**課題の指示**
タンカー事故の油流出についての文章から、「東シナ海タンカー事故での油流出、漂着について(2/9まとめ)」で始まり「消えなかったことを思い出す。」で終わる部分を、一字も変えずに出力してください。

**提示テキスト**
^^^^^^^^
炎上するタンカー「サンチ」。(中国交通運輸省提供) PHOTO:(c)AFP/Transport Ministry of China

東シナ海タンカー事故での油流出、漂着について(2/9まとめ)

重油流出、漂着など、一連のニュースを見て、かつて日本海で発生した「ナホトカ号重油流出事故(1997年)」を連想してしまうサーファーは少なく無いだろう。

あの事故でも、漂着シミュレーションが機能せず、初動の対策が遅れる中、多くのサーファーがボランティアとして重油の回収にあたり、現地の情報、写真、必要用品の募集などが波情報や誌面を通じて拡散した。

私自身も福井~丹後半島までを10日間ほどかけて周り、取材活動を行いながら、重油回収のお手伝いをした経験があるが、想像を超える作業に疲れ、爪に入り込んだ黒い汚れが帰宅後もなかなか消えなかったことを思い出す。
^^^^^^^^
データセットの項目
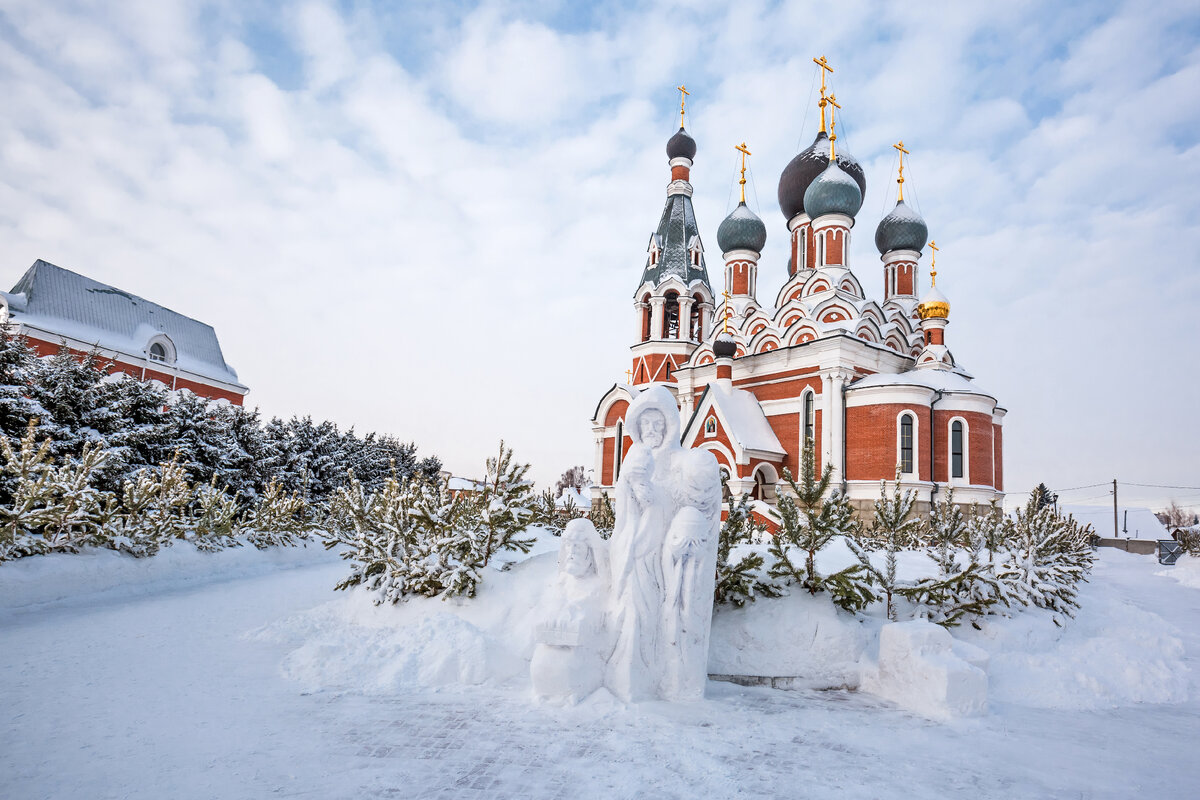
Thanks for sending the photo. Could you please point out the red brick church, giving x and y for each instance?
(52, 306)
(760, 367)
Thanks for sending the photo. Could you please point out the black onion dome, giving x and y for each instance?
(834, 191)
(742, 230)
(795, 180)
(682, 145)
(725, 346)
(901, 229)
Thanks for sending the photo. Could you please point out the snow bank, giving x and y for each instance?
(1113, 654)
(924, 669)
(42, 581)
(1186, 571)
(799, 636)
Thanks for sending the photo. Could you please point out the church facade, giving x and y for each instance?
(805, 353)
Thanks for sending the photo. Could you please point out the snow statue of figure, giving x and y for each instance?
(571, 644)
(664, 555)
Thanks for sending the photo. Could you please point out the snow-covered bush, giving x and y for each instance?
(418, 537)
(1047, 557)
(893, 529)
(965, 587)
(741, 582)
(809, 522)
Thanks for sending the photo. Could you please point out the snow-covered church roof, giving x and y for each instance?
(71, 305)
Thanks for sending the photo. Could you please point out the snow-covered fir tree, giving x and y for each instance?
(809, 522)
(741, 582)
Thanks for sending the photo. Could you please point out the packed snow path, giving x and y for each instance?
(165, 696)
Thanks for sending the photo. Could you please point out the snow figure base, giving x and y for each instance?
(569, 659)
(664, 557)
(924, 669)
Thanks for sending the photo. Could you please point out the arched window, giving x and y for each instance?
(957, 467)
(621, 445)
(810, 416)
(671, 316)
(906, 444)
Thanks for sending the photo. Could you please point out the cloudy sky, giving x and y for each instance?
(429, 220)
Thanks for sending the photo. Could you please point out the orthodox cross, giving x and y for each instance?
(742, 149)
(833, 125)
(825, 67)
(899, 145)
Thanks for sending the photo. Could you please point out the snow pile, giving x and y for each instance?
(1186, 571)
(924, 669)
(424, 642)
(1111, 654)
(798, 636)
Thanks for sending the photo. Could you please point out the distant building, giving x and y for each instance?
(52, 307)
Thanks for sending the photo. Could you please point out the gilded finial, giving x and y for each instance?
(899, 145)
(833, 126)
(825, 67)
(742, 149)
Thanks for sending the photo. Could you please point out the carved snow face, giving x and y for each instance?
(652, 427)
(575, 558)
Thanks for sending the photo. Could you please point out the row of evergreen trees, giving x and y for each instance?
(985, 560)
(79, 437)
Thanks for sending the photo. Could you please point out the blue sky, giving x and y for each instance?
(429, 218)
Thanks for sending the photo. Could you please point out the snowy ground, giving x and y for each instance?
(210, 687)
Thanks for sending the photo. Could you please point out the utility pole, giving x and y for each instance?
(1116, 533)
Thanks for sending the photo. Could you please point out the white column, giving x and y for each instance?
(826, 420)
(657, 312)
(685, 304)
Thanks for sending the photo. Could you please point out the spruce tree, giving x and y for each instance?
(809, 523)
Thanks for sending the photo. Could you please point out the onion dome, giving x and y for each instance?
(934, 305)
(725, 346)
(833, 192)
(742, 230)
(901, 229)
(803, 169)
(682, 145)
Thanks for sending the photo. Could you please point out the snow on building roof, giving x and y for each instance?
(936, 379)
(744, 419)
(71, 305)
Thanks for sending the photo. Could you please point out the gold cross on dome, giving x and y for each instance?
(742, 149)
(833, 125)
(825, 67)
(899, 145)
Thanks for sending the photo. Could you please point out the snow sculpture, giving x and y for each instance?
(664, 558)
(569, 656)
(924, 669)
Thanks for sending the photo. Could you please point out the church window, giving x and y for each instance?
(809, 416)
(957, 449)
(671, 316)
(906, 444)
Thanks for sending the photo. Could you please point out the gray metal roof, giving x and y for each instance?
(72, 305)
(675, 233)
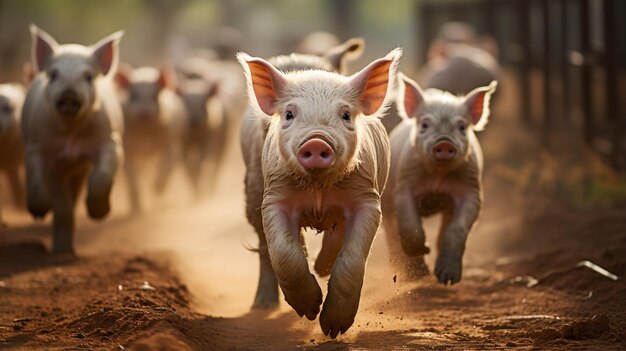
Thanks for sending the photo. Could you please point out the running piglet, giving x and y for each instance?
(324, 165)
(436, 167)
(72, 128)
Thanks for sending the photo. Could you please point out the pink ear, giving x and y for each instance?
(413, 96)
(213, 90)
(477, 104)
(43, 47)
(266, 81)
(105, 52)
(372, 81)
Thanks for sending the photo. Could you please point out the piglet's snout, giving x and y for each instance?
(444, 151)
(316, 154)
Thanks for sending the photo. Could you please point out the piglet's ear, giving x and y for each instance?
(43, 47)
(265, 82)
(411, 94)
(213, 91)
(105, 53)
(373, 81)
(477, 105)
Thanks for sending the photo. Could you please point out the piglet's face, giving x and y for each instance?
(443, 122)
(71, 71)
(143, 87)
(317, 118)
^^^^^^^^
**解答例**
東シナ海タンカー事故での油流出、漂着について(2/9まとめ)

重油流出、漂着など、一連のニュースを見て、かつて日本海で発生した「ナホトカ号重油流出事故(1997年)」を連想してしまうサーファーは少なく無いだろう。

あの事故でも、漂着シミュレーションが機能せず、初動の対策が遅れる中、多くのサーファーがボランティアとして重油の回収にあたり、現地の情報、写真、必要用品の募集などが波情報や誌面を通じて拡散した。

私自身も福井~丹後半島までを10日間ほどかけて周り、取材活動を行いながら、重油回収のお手伝いをした経験があるが、想像を超える作業に疲れ、爪に入り込んだ黒い汚れが帰宅後もなかなか消えなかったことを思い出す。